(EXERCISE): The entries shown below should be output exactly as they appear.

━━━━━ DATASET ENTRIES ━━━━━

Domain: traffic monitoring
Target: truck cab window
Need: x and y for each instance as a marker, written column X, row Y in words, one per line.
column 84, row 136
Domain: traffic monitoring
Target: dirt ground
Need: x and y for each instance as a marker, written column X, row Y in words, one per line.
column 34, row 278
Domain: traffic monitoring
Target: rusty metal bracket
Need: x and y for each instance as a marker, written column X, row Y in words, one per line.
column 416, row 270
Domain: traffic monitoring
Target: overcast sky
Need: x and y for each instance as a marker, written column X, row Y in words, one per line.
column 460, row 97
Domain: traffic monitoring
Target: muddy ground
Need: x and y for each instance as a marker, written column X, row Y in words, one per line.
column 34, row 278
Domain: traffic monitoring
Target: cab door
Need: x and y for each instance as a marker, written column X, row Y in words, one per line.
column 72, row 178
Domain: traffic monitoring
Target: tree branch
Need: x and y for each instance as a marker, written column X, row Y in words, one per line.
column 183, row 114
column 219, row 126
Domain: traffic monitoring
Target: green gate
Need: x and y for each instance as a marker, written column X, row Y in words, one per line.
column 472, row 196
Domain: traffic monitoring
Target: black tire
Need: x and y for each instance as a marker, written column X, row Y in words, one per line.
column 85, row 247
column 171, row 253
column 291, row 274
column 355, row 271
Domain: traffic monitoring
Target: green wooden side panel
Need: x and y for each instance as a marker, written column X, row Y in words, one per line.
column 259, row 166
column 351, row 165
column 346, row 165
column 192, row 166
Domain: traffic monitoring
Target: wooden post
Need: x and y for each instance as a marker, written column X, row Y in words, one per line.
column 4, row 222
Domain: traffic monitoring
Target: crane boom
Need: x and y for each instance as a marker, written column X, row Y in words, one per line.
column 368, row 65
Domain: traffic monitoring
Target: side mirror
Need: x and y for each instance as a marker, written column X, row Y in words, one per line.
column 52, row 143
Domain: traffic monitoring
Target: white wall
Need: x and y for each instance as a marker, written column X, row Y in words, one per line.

━━━━━

(WRITTEN ANSWER):
Domain: traffic monitoring
Target: truck cab window
Need: x and y for each instance as a marker, written column X, row Y in words, one per line.
column 84, row 136
Domain: traffic monitoring
Target: dirt ground
Need: x and y for each instance as a marker, written column X, row Y in words, one per line.
column 34, row 278
Domain: traffic monitoring
Target: rusty metal bracket
Need: x and y for each instance as a marker, written column X, row Y in words, one per line.
column 416, row 270
Domain: traffic monitoring
Target: overcast sky
Need: x and y for each instance as a marker, written column X, row Y in words, one per line.
column 460, row 97
Domain: traffic monitoring
Target: muddy ground
Need: x and y for each instance as a marker, written column X, row Y in words, one per line.
column 34, row 278
Domain: traffic monitoring
Target: cab door
Need: x and y for each instance as a marker, written column X, row Y in words, one per line.
column 72, row 178
Domain: traffic monitoring
Target: tree branch
Need: x and y for each instance as a marker, written column X, row Y in words, one per line.
column 183, row 114
column 219, row 126
Domain: traffic monitoring
Target: green gate
Need: x and y for each instance as a marker, written column X, row Y in words, one per line.
column 472, row 196
Domain: traffic monitoring
Target: black tire
Need: x and y for each instance as a marker, written column X, row Y in words, one per line.
column 85, row 247
column 171, row 253
column 291, row 274
column 355, row 271
Domain: traffic monitoring
Target: green wooden side panel
Need: x and y for each instance as a marker, written column X, row Y in words, one per line.
column 259, row 166
column 351, row 165
column 346, row 165
column 192, row 166
Domain: traffic monitoring
Target: wooden post
Need: x and y for each instance as a marker, written column X, row Y in words, one per line.
column 4, row 222
Domain: traffic monitoring
Target: crane boom
Need: x and y for each instance as a marker, written column X, row Y in words, one per line.
column 368, row 65
Domain: traffic monitoring
Target: side mirror
Need: x and y for each instance as a marker, written column X, row Y in words, one per line.
column 52, row 143
Domain: traffic monitoring
Target: white wall
Need: x and y for each instance as a marker, written column X, row Y in words, one per line.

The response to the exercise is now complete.